• [RECORDS SUPPLIED]:

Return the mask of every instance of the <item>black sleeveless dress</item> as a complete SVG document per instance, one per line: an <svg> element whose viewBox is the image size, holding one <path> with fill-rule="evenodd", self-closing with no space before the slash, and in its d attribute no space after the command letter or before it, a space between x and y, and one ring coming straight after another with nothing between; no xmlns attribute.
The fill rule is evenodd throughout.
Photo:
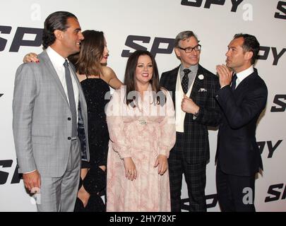
<svg viewBox="0 0 286 226"><path fill-rule="evenodd" d="M81 180L79 187L83 185L90 197L85 208L78 198L75 211L105 211L105 205L100 196L105 195L106 192L106 172L103 172L99 166L107 165L109 135L105 109L109 101L110 89L101 78L86 78L81 83L88 106L90 160L90 162L82 162L81 168L90 170L83 181Z"/></svg>

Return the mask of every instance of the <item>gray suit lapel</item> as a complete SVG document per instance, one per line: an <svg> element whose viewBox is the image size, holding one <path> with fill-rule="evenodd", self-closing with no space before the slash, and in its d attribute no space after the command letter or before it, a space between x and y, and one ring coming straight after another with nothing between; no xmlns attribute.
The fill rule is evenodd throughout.
<svg viewBox="0 0 286 226"><path fill-rule="evenodd" d="M66 104L69 106L66 93L64 93L64 90L63 85L61 85L61 81L59 78L59 76L57 75L56 71L54 69L54 66L52 65L46 50L44 50L44 52L42 52L39 55L39 59L41 59L41 58L42 59L42 61L45 64L46 67L49 71L49 74L54 78L54 81L55 82L56 88L61 93L61 97L66 101Z"/></svg>

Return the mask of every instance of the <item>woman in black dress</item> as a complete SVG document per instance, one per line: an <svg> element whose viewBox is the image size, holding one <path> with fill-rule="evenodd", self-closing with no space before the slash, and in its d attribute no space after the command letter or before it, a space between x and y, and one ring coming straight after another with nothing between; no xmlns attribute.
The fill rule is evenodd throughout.
<svg viewBox="0 0 286 226"><path fill-rule="evenodd" d="M90 162L82 162L81 181L75 211L105 211L106 166L109 136L105 107L109 85L122 84L106 66L109 51L102 32L85 30L81 52L68 59L74 63L88 105Z"/></svg>

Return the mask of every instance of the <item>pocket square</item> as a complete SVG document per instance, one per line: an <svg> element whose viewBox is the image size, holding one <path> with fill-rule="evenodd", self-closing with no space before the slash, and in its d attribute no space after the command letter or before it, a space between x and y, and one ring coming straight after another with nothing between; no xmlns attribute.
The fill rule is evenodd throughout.
<svg viewBox="0 0 286 226"><path fill-rule="evenodd" d="M205 90L204 88L201 88L198 90L198 92L206 92L207 90Z"/></svg>

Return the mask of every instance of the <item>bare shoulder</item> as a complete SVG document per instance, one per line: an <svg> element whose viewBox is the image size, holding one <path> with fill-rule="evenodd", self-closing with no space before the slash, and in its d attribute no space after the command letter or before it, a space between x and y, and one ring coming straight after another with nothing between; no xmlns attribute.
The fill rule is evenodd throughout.
<svg viewBox="0 0 286 226"><path fill-rule="evenodd" d="M112 69L107 66L102 66L102 71L103 76L108 80L110 80L116 76L115 73L112 70Z"/></svg>

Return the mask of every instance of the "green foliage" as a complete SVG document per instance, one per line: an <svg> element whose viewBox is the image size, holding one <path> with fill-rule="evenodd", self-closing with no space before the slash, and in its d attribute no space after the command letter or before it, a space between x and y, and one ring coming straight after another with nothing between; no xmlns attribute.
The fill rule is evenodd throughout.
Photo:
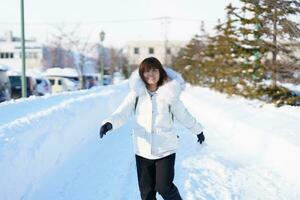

• [GIVEN TASK]: Update the records above by replacing every "Return the mask" with "Produce the mask" and leaving everything else unchanged. Omit the pictures from your output.

• [OUTPUT BELOW]:
Produce the mask of every instance of the <item>black sleeveless dress</item> as a complete SVG document per instance, one per line: an <svg> element whose viewBox is the image size, holding one <path> with fill-rule="evenodd", self-closing with no space before the slash, and in its d attribute no space after the command letter or before it, a space between x and y, and one ring coming straight after another with nothing between; no xmlns attribute.
The fill rule is evenodd throughout.
Photo:
<svg viewBox="0 0 286 226"><path fill-rule="evenodd" d="M81 180L79 187L83 185L90 197L85 208L78 198L75 211L105 211L105 205L100 196L105 195L106 192L106 172L103 172L99 166L107 165L109 135L105 109L109 101L110 89L101 78L86 78L81 83L88 106L90 160L90 162L82 162L81 168L90 170L83 181Z"/></svg>

Produce the mask of every instance of the <item>gray suit lapel</item> as a complete SVG document per instance, one per line: an <svg> element whose viewBox is the image size, holding one <path> with fill-rule="evenodd", self-closing with no space before the slash, and in its d attribute no space after the command letter or before it, a space between x and y, and one ring coming straight after another with nothing between; no xmlns attribute.
The fill rule is evenodd throughout.
<svg viewBox="0 0 286 226"><path fill-rule="evenodd" d="M66 104L69 106L66 93L64 93L64 90L63 85L61 85L61 81L59 78L59 76L57 75L56 71L54 69L54 66L52 65L46 50L44 50L44 52L42 52L39 55L39 59L41 59L41 58L42 59L42 61L45 64L46 67L49 71L49 74L54 78L54 81L55 82L56 88L61 93L61 97L66 101Z"/></svg>

Produce the mask of every instance of the <item>woman in black dress</item> as a complete SVG document per instance, one per line: an <svg> element whose viewBox is the image size, holding one <path> with fill-rule="evenodd", self-closing with no space before the slash, and in its d attribute no space after the command letter or before it, a space between x and y, and one ring coming straight after another with nothing between; no xmlns attribute.
The fill rule is evenodd throughout.
<svg viewBox="0 0 286 226"><path fill-rule="evenodd" d="M90 162L82 162L81 181L75 211L105 211L106 166L109 136L105 107L109 85L122 84L106 66L109 51L102 32L85 30L81 52L68 59L74 63L88 105Z"/></svg>

Produce the mask of every instance of the <item>pocket square</item> as a complete SVG document per instance, one per line: an <svg> element whose viewBox is the image size, holding one <path> with fill-rule="evenodd", self-closing with no space before the slash, and in its d attribute no space after the command letter or before it, a space between x and y, and one ring coming straight after another with nothing between; no xmlns attribute.
The fill rule is evenodd throughout.
<svg viewBox="0 0 286 226"><path fill-rule="evenodd" d="M205 90L204 88L201 88L198 90L198 92L206 92L207 90Z"/></svg>

Produce the mask of every instance of the <item>bare shoulder</item> as a complete SVG document per instance, one per line: an <svg> element whose viewBox is the image size, holding one <path> with fill-rule="evenodd", self-closing with no space before the slash, and in its d attribute no space after the command letter or before it, a space between x and y, and one ring coming straight after another with nothing between; no xmlns attribute.
The fill rule is evenodd throughout.
<svg viewBox="0 0 286 226"><path fill-rule="evenodd" d="M112 69L107 66L102 66L102 71L103 76L108 80L110 80L116 76L115 73L112 70Z"/></svg>

Produce the mask of every instance of the "green foliage" as a complete SVG document per instance, one per line: an <svg> element whose viewBox is the image size, holding one <path> with fill-rule="evenodd", self-closing with no space before the slash, and in its d attribute no space after the command letter or before it, a space between x and y, and one ring coming straight after another with nothing between; no xmlns attribute.
The fill rule is evenodd throughout.
Photo:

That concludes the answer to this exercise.